▸ PROBLEMS AND TASKS:
1. Quote the stretch of the climate-risk commentary from "Last week, President" through "potentially catastrophic risks.".
2. In the climate-risk commentary, what post did Mark Carney hold when he gave his speech a decade ago?
3. Continue the climate-risk commentary from where it stops.
BEGIN SOURCE TEXT
8 October 2025 - President Trump is now actively dismantling mechanisms designed to identify and manage systemic financial and climate risks, writes Eliot Whittington, executive director of the Cambridge Institute for Sustainability Leadership (CISL).
Last week, President Trump stood before the United Nations General Assembly and in a wide ranging speech dismissed climate change as "the greatest con job ever perpetrated on the world". This is easy to chalk up as another example of the increasingly polarised politics of how we manage our society and protect our environment, but it also represents a dangerous approach to governance that is steering the American economy, and by extension the global financial system, toward potentially catastrophic risks.
A decade ago, Mark Carney, the then-Governor of the Bank of England and now Prime Minister of Canada, delivered his own speech with a warning of how "the catastrophic impacts of climate change will be felt beyond the traditional horizons of most actors."
Carney sounded alarms about climate change as a fundamental threat to financial stability, warning that "once climate change becomes a defining issue for financial stability, it may already be too late". He identified the need to prepare financial systems for climate risks, and regulators have been responding to that, with increased transparency and accountability around the risks he identified.
END SOURCE TEXT
BEGIN GIVEN RECORDS
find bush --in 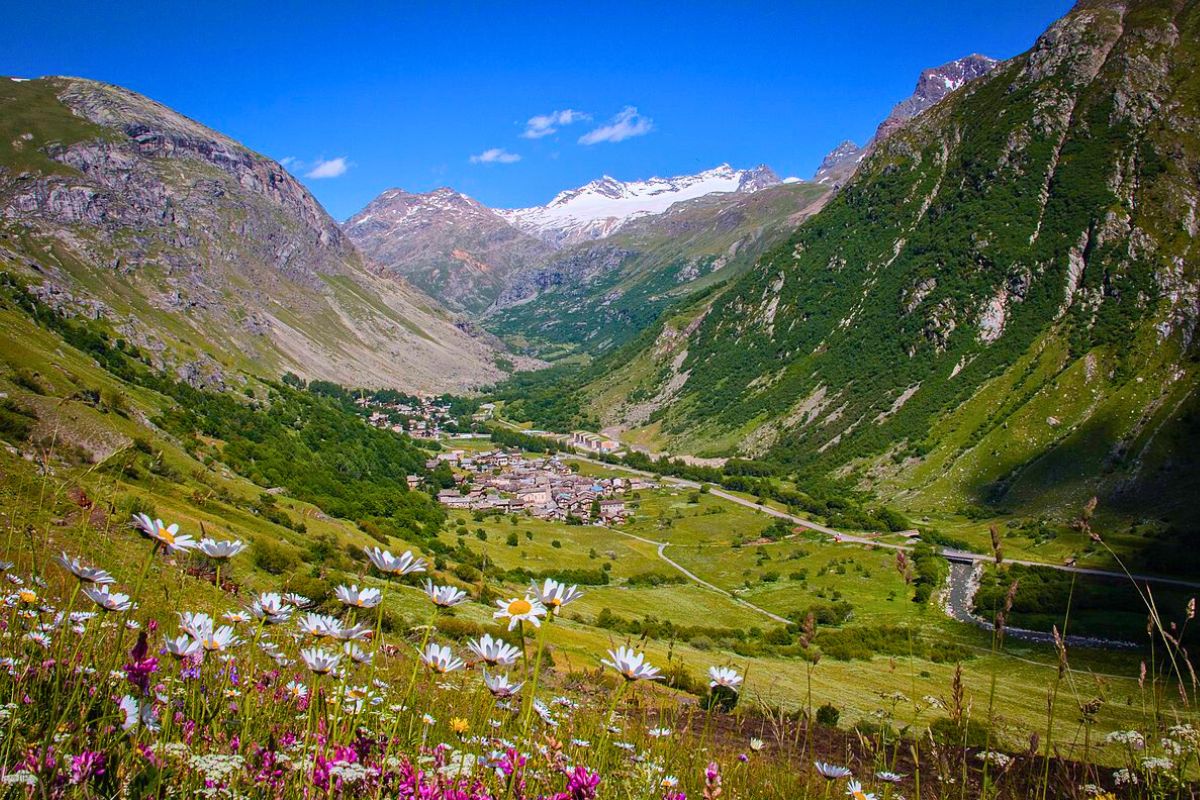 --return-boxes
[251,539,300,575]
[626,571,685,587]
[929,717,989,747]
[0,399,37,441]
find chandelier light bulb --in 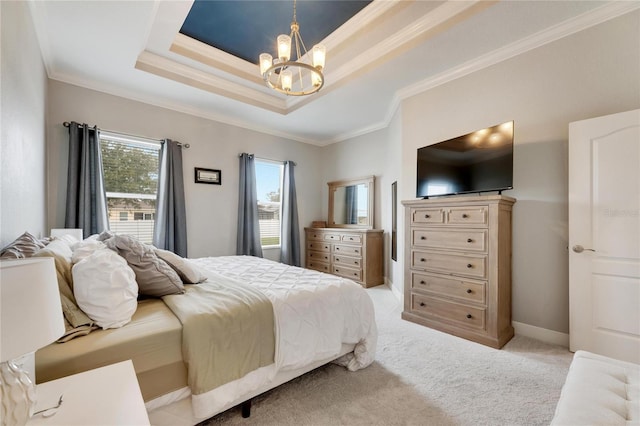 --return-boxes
END GIVEN RECORDS
BEGIN GIVEN RECORDS
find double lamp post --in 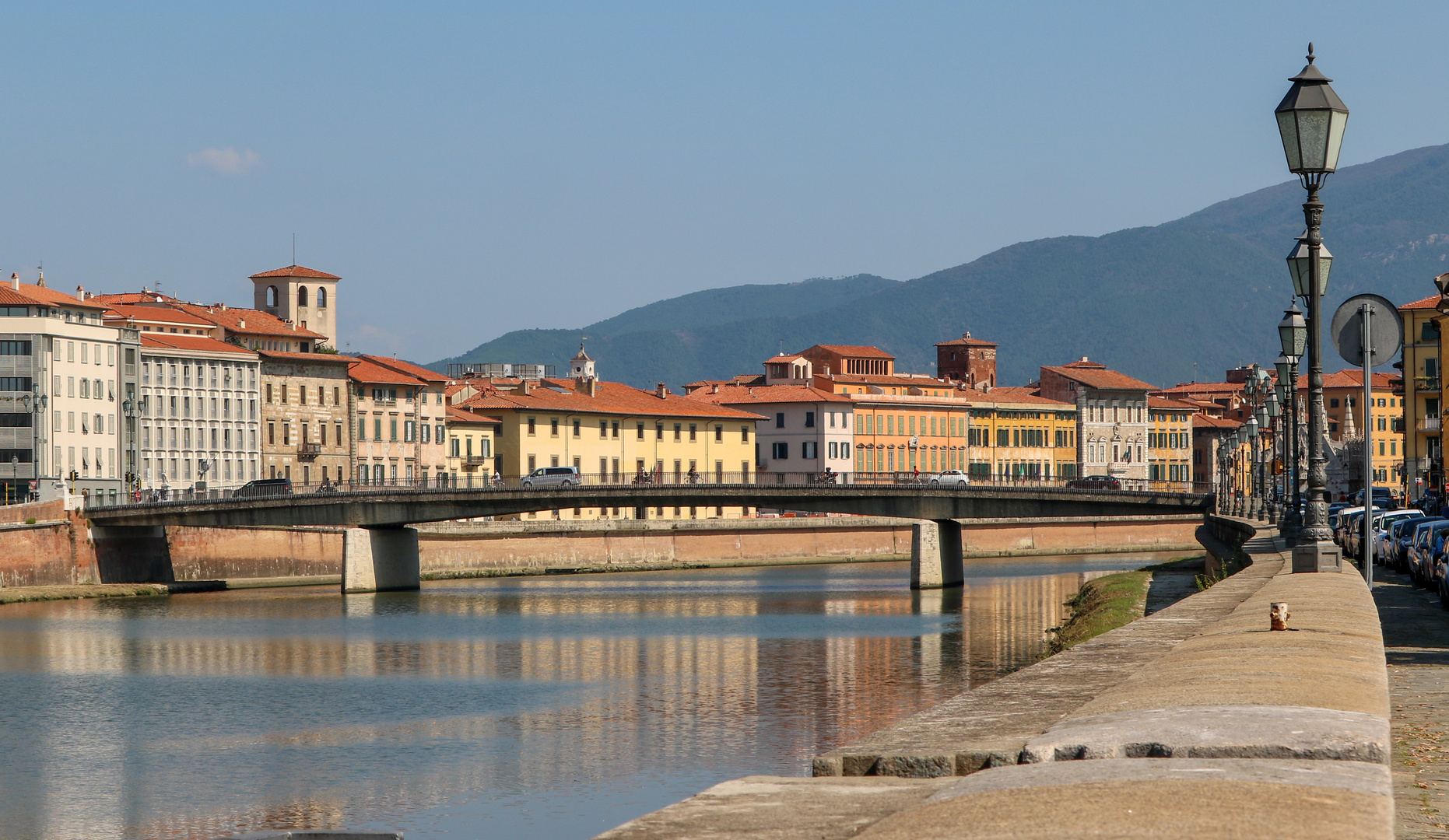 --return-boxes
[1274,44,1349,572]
END GIVEN RECORDS
▸ ANSWERS:
1.
Last week, President Trump stood before the United Nations General Assembly and in a wide ranging speech dismissed climate change as "the greatest con job ever perpetrated on the world". This is easy to chalk up as another example of the increasingly polarised politics of how we manage our society and protect our environment, but it also represents a dangerous approach to governance that is steering the American economy, and by extension the global financial system, toward potentially catastrophic risks.

2. Governor of the Bank of England

3.
Trump is now actively dismantling many of the mechanisms designed to identify and manage such systemic threats.
The Trump administration's approach to financial regulation is dramatically deregulatory. Since January, the administration has implemented regulatory freezes, reduced oversight, eliminated guidance materials, and moved to weaken stress testing requirements for major financial institutions.
Given that many aspects of financial regulation were at an all-time high, it is very possible to argue that this is not inherently bad. But there is pattern of systematically reducing transparency and accountability while concentrating risk-taking power in corporate boardrooms that obscures rather than reveals major risks, while at the same time the US government and other industrialised countries have put themselves in a position that they are increasingly ill-prepared to cope with those systemic impacts if they happen.
The consequences extend far beyond American borders. The US financial system remains the world's most interconnected, and instability here ripples globally with particular severity for developing economies. When Trump tells the UN that countries pursuing climate action "are going to fail", he's not just expressing policy preferences - he's undermining the international cooperation essential for managing global systemic risks.
And of course the US isn't the only deregulatory state right now – the UK and EU are both competing to cut red tape as well. The US race to the bottom alongside a sense that regulation is holding back growth has prompted a general regulatory strategy rethink. But the goals and ambitions of those regulations were important and have not gone away.
This isn't just about climate change. It's about how we prepare for and manage any systemic risk that threatens economic stability. The Covid-19 pandemic, the 2008 global financial crisis, supply chain disruptions - in each case, it was government intervention and coordinated regulatory response that prevented complete economic collapse. Yet Trump's "turbocharged deregulation" is systematically dismantling these very capabilities.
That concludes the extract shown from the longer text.